Set of tasks:
- a) Answer these questions from the abstract on propensity score methods:
(i) What power and one-sided significance level were the sample sizes planned to reach?
(ii) Which three propensity score methods are evaluated?
(iii) What share of the experimental arm subjects is used to test applicability for small sample sizes?
- b) Reproduce the stretch of the abstract on propensity score methods from "Using a pool" through "and after matching.".

-------- Page excerpt

Artikel
Analysing propensity score methods on two randomized controlled clinical trials
Suche in Medline nach
Autoren
Veröffentlicht: | 26. Februar 2021 |
---|
Gliederung
Text
Background: Propensity score methods has been widely used in observational studies and growingly seen as a solution for evaluating treatment effects in non-randomized controlled trials using external controls. They account only for observable confounder via analysis. In contrast to that randomized trials account for observable and unobservable confounder via design. Nowadays, single arm studies tend to prevail in oncology, especially in assessing proof-of-principle or in highly unmet need indications. Propensity score methods offer an opportunity to get maximum patients exposed to a promising treatment and potentially speed development. However, we will investigate potential limitations.
Objectives: Our research question is: How do propensity score methods perform in an ideal setting, i.e. with a control group where confounding is not a concern under real data and different sample sizes?
Methods: To investigate propensity score methods under this ideal setting, we compare the treatment groups of two randomized controlled clinical trials with time-to-event endpoint. Here, it is expected that the experimental and control group are drawn from the same population and that all confounders are equally distributed between treatment arms. If propensity score methods do not perform well in this setting, the quality of its use in non-randomized settings with data from potentially different populations might be questionable.
The treatment effect that should be reproduced is measured by a hazard ratio. The samples sizes were planned to reach 90% power with a one-sided significance level of 2.5%.
Using a pool of available baseline covariates, we select the best model for the time-to-event endpoint via AIC criterion. The covariates which form this best model are included in a logistic regression model to estimate the propensity scores.
These following propensity score methods are evaluated: matching, weighting (inverse probability of treatment weighting) and stratification. Hazard ratios from propensity score analyses are then compared to those received from standard Cox modelling results.
To examine the quality of matching we use standardized mean differences as well as histograms of propensity score distributions before and after matching.
To investigate the applicability for studies with small sample size, we apply all methods with only 20% of the experimental arm subjects from the randomized trial as well. This leads to 5 random subsets, each is matched with the complete control arm from the randomized trial as external control.
Results: Results of the propensity score methods were comparable to standard regression results under randomized treatment allocation only in one of the two clinical trial examples. There were no substantial differences in the investigated propensity score methods. We also saw that propensity score methods failed under strong differences between treated and control group in propensity score distributions. We observed high variability in the hazard ratio estimators under small sample sizes as well.
Conclusion: If external controls with propensity score methods are considered in drug development, it is essential to have a careful evaluation in planning phase (sample size, in- and exclusion criteria, method evaluation ...).
Heiko Götte and Daliah Dieckmann are employees of Merck Healthcare KGaA.
The authors declare that an ethics committee vote is not required.

----------------
-------- Given material

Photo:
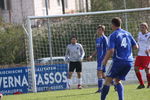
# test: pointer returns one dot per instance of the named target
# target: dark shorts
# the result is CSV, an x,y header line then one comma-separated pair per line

----------------

Task results:
- a)
(i) 90% power with a one-sided significance level of 2.5%.
(ii) Matching, weighting (inverse probability of treatment weighting) and stratification.
(iii) 20% of the experimental arm subjects from the randomized trial.

- b)
Using a pool of available baseline covariates, we select the best model for the time-to-event endpoint via AIC criterion. The covariates which form this best model are included in a logistic regression model to estimate the propensity scores.
These following propensity score methods are evaluated: matching, weighting (inverse probability of treatment weighting) and stratification. Hazard ratios from propensity score analyses are then compared to those received from standard Cox modelling results.
To examine the quality of matching we use standardized mean differences as well as histograms of propensity score distributions before and after matching.